WHAT TO PRODUCE: Print the lines of the listing below, starting with the line containing "job: <item>black and white striped shirt</item>" and going on through the line containing "Trace the outline of every instance of the <item>black", without changing them.

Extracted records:
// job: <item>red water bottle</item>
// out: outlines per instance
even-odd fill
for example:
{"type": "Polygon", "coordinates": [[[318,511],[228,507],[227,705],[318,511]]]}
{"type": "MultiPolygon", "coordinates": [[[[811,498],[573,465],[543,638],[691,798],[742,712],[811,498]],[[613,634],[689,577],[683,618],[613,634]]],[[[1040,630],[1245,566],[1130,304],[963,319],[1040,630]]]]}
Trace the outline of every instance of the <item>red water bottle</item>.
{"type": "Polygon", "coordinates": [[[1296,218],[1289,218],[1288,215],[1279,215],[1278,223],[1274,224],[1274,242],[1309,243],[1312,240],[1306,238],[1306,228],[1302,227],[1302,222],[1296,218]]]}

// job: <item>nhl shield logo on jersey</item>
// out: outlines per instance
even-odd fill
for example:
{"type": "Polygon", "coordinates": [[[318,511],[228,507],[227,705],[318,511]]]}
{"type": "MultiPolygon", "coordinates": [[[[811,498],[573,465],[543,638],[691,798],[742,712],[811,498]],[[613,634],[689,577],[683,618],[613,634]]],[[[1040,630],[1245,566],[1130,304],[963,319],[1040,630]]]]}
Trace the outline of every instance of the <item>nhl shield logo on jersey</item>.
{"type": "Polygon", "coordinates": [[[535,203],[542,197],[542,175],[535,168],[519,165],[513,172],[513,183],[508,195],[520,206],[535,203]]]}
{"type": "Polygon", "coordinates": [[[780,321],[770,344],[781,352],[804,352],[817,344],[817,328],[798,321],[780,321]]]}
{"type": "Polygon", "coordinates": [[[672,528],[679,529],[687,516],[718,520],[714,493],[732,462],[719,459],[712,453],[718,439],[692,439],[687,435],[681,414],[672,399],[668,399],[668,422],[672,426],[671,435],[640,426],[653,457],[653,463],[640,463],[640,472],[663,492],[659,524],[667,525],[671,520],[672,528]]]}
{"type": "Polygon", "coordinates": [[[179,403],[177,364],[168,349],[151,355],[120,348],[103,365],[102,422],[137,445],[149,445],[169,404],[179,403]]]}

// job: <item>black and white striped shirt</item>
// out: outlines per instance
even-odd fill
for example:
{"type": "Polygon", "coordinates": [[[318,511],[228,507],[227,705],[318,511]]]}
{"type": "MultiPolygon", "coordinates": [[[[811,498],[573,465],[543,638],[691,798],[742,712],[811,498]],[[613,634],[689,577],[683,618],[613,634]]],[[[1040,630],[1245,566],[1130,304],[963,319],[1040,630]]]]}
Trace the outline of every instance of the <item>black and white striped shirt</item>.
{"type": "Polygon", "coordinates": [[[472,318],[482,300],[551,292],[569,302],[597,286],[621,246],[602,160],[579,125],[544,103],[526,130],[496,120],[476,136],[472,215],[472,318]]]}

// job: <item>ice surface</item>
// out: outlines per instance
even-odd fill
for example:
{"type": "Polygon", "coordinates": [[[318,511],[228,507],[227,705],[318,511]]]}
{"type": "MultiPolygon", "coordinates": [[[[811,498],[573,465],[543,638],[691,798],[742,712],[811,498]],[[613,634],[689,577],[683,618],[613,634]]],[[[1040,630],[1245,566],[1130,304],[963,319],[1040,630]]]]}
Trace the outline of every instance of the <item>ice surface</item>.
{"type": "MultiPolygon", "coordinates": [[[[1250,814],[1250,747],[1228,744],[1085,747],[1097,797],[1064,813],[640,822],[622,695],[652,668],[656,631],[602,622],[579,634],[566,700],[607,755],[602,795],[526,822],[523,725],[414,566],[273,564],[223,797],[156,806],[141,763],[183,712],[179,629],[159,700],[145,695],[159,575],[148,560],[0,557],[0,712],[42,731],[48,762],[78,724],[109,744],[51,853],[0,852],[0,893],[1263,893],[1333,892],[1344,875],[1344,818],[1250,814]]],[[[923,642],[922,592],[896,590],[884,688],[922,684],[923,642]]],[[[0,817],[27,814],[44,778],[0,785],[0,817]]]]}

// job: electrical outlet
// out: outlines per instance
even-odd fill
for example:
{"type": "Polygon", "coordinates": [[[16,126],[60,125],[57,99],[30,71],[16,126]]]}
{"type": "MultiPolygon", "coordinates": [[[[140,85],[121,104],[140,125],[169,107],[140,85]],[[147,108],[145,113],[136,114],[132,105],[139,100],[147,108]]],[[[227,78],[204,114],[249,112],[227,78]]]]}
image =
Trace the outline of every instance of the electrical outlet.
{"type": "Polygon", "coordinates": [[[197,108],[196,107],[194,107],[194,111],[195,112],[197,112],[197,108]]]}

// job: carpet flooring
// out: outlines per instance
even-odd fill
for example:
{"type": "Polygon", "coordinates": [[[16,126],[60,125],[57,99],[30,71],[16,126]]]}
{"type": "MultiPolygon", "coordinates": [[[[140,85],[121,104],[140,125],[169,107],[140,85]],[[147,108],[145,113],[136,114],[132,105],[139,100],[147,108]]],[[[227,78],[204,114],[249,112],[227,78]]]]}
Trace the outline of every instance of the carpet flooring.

FULL RESPONSE:
// job: <item>black and white striped shirt</item>
// out: outlines per instance
even-odd fill
for example:
{"type": "Polygon", "coordinates": [[[318,511],[228,507],[227,705],[318,511]]]}
{"type": "MultiPolygon", "coordinates": [[[[811,498],[573,465],[543,638],[691,798],[742,712],[811,498]],[[613,634],[689,577],[683,618],[613,634]]],[[[1040,630],[1245,566],[1130,304],[963,319],[1040,630]]]]}
Trace the outline of every instance of the <item>black and white striped shirt</item>.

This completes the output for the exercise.